Job:
Which characters from the novel are named in the author interview below?

Author interview with C. L. Francisco of ‘This Madness of the Heart’

Author Interview with C. L. Francisco

Bad religion can be deadly. So Miranda Lamden, small-town religion professor, discovers in This Madness of the Heart. The dark hollers of Eastern Kentucky offer fertile soil for shady evangelist Jasper Jarboe, new president of Grace and Glory Bible College, as he beguiles the small mining town of Canaan Wells with his snake-oil charm. When Miranda isn’t teaching at Obadiah Durham College, she’s investigating paranormal phenomena—or enjoying a turbulent romantic relationship with backwoods artist Jack Crispen. JJ’s inquisition-style gospel has alienated her long since, but when he announces his plan to transform her forest home into an evangelical Mecca, complete with neon cross and 40-foot Jesus, Miranda girds her loins for war. But JJ isn’t finished: he goes on to launch an attack on her friend and fellow faculty member Djinn Baude with an avalanche of vicious rumors. Not only does he accuse her of demonic communion with the old Voudon witch whose curse killed the college’s founding family, but he also smears her with insinuations of lechery and vice. With JJ’s urging, hate boils over into violence and tragedy, sweeping Miranda up in its flood. One death follows another as a miasma of evil overwhelms the tiny community, and only Miranda can see clearly enough to halt its spread. ‘This Madness of the Heart’ is the first in a new series of Gothic mystery-thrillers featuring Professor Miranda Lamden, whose spiritual gifts have drawn her beyond university walls to explore the mysteries of other world beliefs. Her unique vision brings her into repeated confrontations with evil, where too often she finds herself standing alone between oblivious onlookers and impending disaster.

 

 

With unique visions and impending disaster, I’ve been joined today by the author of ‘This Madness of the Heart’ C.L. Francisco, to delve through some of the impending disasters in this novel. C.L., thanks for coming back to chat with me about your new foray into mystery thrillers. Where did this new adventure start?

‘This Madness of the Heart’ came partly out of my own experience. During the 1980’s and 90’s there was a movement afoot in some American church groups for a minority of power-hungry individuals to take over control of the churches and drown out the voices of everyone who didn’t agree with them. I watched from the sidelines as people’s lives, dreams, and faith were destroyed and too often pockets were lined as well. I originally wrote Madness to get the helpless rage out of my heart, but I let it sit for almost 20 years, and then wrote the rage out of it, leaving it as a fast-paced story about a slimy charlatan in a haunted hollow in Appalachia.

Material supplied:
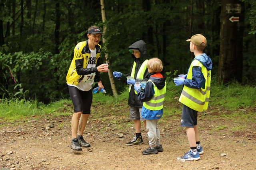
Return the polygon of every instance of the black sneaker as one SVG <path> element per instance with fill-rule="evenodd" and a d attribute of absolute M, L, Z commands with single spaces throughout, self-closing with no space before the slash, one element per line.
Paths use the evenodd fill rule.
<path fill-rule="evenodd" d="M 155 147 L 154 147 L 153 149 L 151 149 L 151 148 L 149 146 L 149 148 L 147 148 L 145 150 L 143 150 L 142 152 L 142 153 L 144 155 L 149 155 L 150 154 L 156 154 L 158 152 L 157 150 Z"/>
<path fill-rule="evenodd" d="M 82 150 L 82 148 L 80 146 L 78 140 L 76 138 L 74 138 L 71 140 L 70 148 L 74 150 Z"/>
<path fill-rule="evenodd" d="M 84 137 L 82 136 L 77 135 L 76 138 L 77 139 L 78 144 L 79 144 L 80 146 L 83 147 L 84 148 L 88 148 L 91 146 L 89 143 L 87 143 L 84 140 Z"/>
<path fill-rule="evenodd" d="M 162 147 L 162 144 L 156 144 L 156 148 L 158 152 L 163 152 L 164 149 Z"/>
<path fill-rule="evenodd" d="M 143 143 L 143 140 L 142 140 L 142 136 L 141 136 L 138 138 L 134 137 L 132 140 L 129 141 L 128 143 L 126 143 L 125 145 L 126 146 L 131 146 L 136 144 L 142 144 Z"/>

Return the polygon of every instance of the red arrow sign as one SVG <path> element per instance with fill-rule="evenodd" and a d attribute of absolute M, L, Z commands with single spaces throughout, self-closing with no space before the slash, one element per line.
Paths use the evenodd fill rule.
<path fill-rule="evenodd" d="M 239 21 L 239 17 L 232 16 L 229 18 L 229 20 L 232 22 L 238 22 Z"/>

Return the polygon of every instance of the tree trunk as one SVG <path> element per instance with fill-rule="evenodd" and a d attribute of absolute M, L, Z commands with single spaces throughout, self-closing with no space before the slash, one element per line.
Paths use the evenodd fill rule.
<path fill-rule="evenodd" d="M 148 12 L 150 11 L 151 9 L 151 5 L 150 0 L 143 0 L 142 6 L 144 10 L 144 11 Z M 151 18 L 148 18 L 149 20 L 151 20 Z M 146 42 L 148 43 L 153 45 L 154 43 L 153 38 L 153 28 L 152 26 L 149 26 L 148 28 L 148 31 L 147 32 L 146 36 L 143 36 L 143 37 L 146 37 Z M 153 52 L 153 51 L 152 51 Z"/>
<path fill-rule="evenodd" d="M 0 2 L 0 10 L 1 10 L 1 11 L 3 11 L 4 6 L 4 2 L 1 0 Z M 0 46 L 4 43 L 3 22 L 3 20 L 0 19 Z"/>
<path fill-rule="evenodd" d="M 218 80 L 224 83 L 234 79 L 241 82 L 244 4 L 239 0 L 223 0 L 221 7 Z"/>
<path fill-rule="evenodd" d="M 33 35 L 34 34 L 35 32 L 35 22 L 36 22 L 36 12 L 37 12 L 37 5 L 38 4 L 38 0 L 36 0 L 36 9 L 35 10 L 35 13 L 34 15 L 34 19 L 33 19 Z"/>
<path fill-rule="evenodd" d="M 23 10 L 23 0 L 21 0 L 20 2 L 20 9 L 21 13 L 20 16 L 21 17 L 21 22 L 20 22 L 20 40 L 22 39 L 22 32 L 23 30 L 23 25 L 24 24 L 24 10 Z"/>
<path fill-rule="evenodd" d="M 28 13 L 27 13 L 27 18 L 28 19 L 31 18 L 31 0 L 26 0 L 26 6 L 28 9 Z"/>
<path fill-rule="evenodd" d="M 104 0 L 100 0 L 100 6 L 101 8 L 101 16 L 102 18 L 102 22 L 103 23 L 105 22 L 106 21 L 106 13 L 105 11 L 105 4 L 104 2 Z M 103 30 L 103 34 L 105 34 L 106 33 L 106 30 L 107 28 L 106 26 L 104 27 L 104 29 Z M 102 41 L 103 42 L 103 44 L 105 43 L 105 40 L 104 37 L 102 38 Z M 105 48 L 106 47 L 105 47 Z M 108 59 L 108 53 L 107 50 L 106 50 L 106 53 L 105 54 L 105 57 L 106 58 L 106 60 L 107 63 L 108 63 L 108 66 L 110 65 L 110 63 L 109 62 L 109 60 Z M 113 94 L 114 96 L 116 97 L 117 96 L 117 92 L 116 91 L 116 86 L 115 85 L 114 81 L 114 77 L 113 77 L 113 73 L 112 73 L 112 70 L 111 69 L 109 69 L 108 71 L 108 77 L 109 78 L 109 81 L 110 82 L 110 85 L 111 86 L 111 88 L 112 89 L 112 92 L 113 92 Z"/>
<path fill-rule="evenodd" d="M 12 0 L 12 30 L 13 36 L 15 35 L 15 8 L 16 8 L 16 0 Z"/>
<path fill-rule="evenodd" d="M 8 7 L 8 14 L 9 16 L 11 16 L 11 11 L 12 10 L 11 3 L 8 3 L 7 4 L 7 6 Z M 6 32 L 5 33 L 5 37 L 6 38 L 10 36 L 10 21 L 7 22 L 6 25 Z"/>
<path fill-rule="evenodd" d="M 193 0 L 190 0 L 190 17 L 189 20 L 189 37 L 192 36 L 192 23 L 193 22 Z M 192 53 L 190 53 L 190 58 L 193 59 L 194 56 Z"/>
<path fill-rule="evenodd" d="M 55 53 L 59 53 L 59 45 L 60 44 L 60 3 L 56 0 L 56 15 L 55 16 L 55 30 L 54 36 L 55 38 Z"/>
<path fill-rule="evenodd" d="M 166 4 L 167 6 L 170 6 L 170 0 L 165 0 L 164 3 Z M 172 8 L 170 7 L 171 9 Z M 168 28 L 170 26 L 170 20 L 167 20 L 164 22 L 163 26 L 163 58 L 162 61 L 164 65 L 169 65 L 169 63 L 167 63 L 166 59 L 166 48 L 167 47 L 167 36 L 169 30 Z"/>

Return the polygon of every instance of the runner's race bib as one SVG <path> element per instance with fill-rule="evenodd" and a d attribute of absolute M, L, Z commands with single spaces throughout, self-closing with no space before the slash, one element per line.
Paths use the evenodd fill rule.
<path fill-rule="evenodd" d="M 83 81 L 84 83 L 90 83 L 93 81 L 95 77 L 95 73 L 93 73 L 90 74 L 87 74 L 84 75 L 84 78 L 83 79 Z"/>

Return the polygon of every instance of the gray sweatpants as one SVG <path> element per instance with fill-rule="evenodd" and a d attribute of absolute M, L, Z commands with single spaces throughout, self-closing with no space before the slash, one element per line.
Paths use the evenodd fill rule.
<path fill-rule="evenodd" d="M 148 136 L 148 143 L 151 146 L 160 144 L 160 131 L 158 128 L 159 119 L 147 119 L 147 131 Z"/>

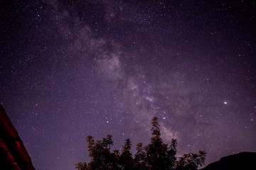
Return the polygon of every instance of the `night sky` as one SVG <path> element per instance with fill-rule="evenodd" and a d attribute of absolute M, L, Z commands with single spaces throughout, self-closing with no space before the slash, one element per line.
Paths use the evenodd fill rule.
<path fill-rule="evenodd" d="M 22 2 L 21 2 L 22 1 Z M 179 155 L 256 152 L 256 2 L 1 1 L 0 102 L 38 170 L 89 162 L 85 137 Z"/>

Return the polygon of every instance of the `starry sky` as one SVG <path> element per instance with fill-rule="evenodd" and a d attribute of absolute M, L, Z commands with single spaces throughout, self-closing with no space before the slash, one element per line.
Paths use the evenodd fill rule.
<path fill-rule="evenodd" d="M 256 152 L 256 2 L 0 1 L 0 102 L 36 169 L 89 162 L 85 137 L 150 141 L 206 164 Z"/>

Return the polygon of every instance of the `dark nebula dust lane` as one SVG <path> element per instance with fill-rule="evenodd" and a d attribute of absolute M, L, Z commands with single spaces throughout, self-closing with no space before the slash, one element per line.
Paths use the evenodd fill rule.
<path fill-rule="evenodd" d="M 252 1 L 1 1 L 0 102 L 36 169 L 88 162 L 85 137 L 148 144 L 159 118 L 206 164 L 256 152 Z"/>

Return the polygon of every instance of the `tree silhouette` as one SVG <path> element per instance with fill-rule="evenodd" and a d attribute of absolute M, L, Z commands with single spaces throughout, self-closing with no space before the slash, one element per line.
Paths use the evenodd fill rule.
<path fill-rule="evenodd" d="M 78 170 L 196 170 L 204 164 L 204 151 L 199 151 L 199 154 L 185 154 L 176 158 L 176 140 L 172 140 L 169 145 L 163 142 L 156 117 L 152 118 L 151 125 L 150 143 L 145 147 L 138 143 L 134 157 L 130 152 L 129 139 L 125 140 L 120 154 L 118 150 L 110 152 L 113 144 L 111 135 L 96 142 L 93 137 L 87 136 L 90 162 L 78 162 L 75 168 Z"/>

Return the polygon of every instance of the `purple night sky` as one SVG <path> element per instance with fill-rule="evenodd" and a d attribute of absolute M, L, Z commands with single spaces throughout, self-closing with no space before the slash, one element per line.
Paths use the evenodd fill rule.
<path fill-rule="evenodd" d="M 88 162 L 85 137 L 179 154 L 256 152 L 253 1 L 1 1 L 0 102 L 37 170 Z"/>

Full output:
Miranda Lamden, Jasper Jarboe (JJ), Jack Crispen, Djinn Baude